TASK:
What is the number of lines in the following data that contain "player"? Answer with the number alone.

(Items from a data source)
○ ○ ○ ○ ○
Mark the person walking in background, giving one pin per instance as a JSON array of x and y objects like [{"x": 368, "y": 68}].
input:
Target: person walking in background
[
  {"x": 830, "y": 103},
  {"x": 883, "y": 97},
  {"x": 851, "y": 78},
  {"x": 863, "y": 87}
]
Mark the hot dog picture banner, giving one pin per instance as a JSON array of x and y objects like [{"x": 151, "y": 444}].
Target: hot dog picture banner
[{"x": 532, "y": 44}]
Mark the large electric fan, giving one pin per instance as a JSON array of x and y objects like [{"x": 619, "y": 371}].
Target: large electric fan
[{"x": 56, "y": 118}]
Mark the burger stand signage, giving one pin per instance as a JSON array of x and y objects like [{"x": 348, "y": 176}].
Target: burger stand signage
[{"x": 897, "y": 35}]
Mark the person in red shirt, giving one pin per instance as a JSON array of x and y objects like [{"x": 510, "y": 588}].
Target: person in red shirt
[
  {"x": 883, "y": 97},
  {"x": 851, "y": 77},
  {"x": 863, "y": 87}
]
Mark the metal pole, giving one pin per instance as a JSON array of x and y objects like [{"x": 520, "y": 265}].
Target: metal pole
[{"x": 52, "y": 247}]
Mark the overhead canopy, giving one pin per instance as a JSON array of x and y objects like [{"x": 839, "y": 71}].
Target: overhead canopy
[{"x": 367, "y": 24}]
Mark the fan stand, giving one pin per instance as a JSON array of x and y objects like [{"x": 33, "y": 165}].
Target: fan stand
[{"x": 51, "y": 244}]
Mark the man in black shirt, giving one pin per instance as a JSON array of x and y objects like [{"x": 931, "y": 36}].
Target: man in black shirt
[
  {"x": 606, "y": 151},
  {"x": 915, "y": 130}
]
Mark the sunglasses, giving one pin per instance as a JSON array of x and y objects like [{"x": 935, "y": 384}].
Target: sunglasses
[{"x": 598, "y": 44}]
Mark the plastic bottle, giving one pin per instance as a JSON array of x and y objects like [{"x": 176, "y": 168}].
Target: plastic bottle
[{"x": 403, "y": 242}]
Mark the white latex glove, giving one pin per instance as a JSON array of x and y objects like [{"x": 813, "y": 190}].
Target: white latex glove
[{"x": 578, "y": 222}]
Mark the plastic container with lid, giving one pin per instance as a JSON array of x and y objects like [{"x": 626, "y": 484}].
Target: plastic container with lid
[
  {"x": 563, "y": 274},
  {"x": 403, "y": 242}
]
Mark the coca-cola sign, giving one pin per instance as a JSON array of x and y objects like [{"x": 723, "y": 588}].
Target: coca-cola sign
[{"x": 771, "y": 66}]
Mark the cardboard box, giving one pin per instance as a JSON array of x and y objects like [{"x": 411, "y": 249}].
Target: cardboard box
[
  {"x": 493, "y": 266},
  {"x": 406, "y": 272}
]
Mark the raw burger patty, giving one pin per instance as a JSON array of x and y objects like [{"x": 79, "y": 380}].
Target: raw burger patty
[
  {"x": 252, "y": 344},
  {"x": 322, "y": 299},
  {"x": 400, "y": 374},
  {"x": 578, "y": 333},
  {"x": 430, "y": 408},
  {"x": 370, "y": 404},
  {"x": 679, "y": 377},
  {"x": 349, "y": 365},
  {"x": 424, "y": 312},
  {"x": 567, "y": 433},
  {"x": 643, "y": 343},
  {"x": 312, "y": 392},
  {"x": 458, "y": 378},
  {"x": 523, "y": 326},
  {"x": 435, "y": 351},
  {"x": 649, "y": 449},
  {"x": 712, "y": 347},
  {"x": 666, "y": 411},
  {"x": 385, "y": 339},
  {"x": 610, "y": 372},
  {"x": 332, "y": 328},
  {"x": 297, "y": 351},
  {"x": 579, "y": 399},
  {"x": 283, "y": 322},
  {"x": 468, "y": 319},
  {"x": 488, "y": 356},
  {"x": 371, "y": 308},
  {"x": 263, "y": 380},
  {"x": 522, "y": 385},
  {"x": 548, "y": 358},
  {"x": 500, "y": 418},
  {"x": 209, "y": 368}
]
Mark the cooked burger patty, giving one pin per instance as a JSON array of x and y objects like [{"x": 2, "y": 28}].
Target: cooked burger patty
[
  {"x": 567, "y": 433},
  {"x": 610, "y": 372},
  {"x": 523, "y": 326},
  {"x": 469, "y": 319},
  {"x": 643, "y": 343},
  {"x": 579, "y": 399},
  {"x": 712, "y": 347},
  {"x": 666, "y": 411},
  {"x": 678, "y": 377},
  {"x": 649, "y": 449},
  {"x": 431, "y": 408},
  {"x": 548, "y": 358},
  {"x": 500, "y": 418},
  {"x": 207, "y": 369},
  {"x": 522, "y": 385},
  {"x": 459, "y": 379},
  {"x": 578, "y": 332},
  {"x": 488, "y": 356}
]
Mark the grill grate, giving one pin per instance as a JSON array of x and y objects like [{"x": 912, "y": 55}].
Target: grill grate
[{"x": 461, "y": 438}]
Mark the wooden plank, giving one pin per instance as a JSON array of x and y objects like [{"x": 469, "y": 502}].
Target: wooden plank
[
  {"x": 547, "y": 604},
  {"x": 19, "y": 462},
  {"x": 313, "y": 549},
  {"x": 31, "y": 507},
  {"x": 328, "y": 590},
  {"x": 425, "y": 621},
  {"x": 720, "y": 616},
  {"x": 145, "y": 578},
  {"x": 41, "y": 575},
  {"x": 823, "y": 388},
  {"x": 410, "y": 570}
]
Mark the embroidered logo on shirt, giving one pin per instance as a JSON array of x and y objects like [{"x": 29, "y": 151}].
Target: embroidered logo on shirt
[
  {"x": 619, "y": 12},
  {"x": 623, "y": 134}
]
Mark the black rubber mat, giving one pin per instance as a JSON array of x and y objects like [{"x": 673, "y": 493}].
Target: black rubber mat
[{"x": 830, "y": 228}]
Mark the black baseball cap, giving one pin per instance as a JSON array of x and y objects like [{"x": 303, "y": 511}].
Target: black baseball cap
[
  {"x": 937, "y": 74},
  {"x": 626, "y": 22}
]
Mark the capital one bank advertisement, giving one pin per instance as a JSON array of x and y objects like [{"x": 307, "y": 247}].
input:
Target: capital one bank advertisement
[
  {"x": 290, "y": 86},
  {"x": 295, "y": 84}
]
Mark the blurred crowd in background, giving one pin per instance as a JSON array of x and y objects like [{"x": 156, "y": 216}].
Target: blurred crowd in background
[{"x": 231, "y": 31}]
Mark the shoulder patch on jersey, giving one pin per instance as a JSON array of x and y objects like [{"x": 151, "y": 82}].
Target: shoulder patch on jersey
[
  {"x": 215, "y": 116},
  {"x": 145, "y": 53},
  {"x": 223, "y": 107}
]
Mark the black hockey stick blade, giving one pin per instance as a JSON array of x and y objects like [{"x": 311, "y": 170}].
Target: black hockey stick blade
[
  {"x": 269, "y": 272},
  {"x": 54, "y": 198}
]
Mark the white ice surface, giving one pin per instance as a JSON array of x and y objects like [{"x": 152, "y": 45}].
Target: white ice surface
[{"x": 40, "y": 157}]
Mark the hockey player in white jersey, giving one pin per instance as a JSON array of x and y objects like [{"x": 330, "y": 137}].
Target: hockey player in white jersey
○ ○ ○ ○ ○
EXERCISE ANSWER:
2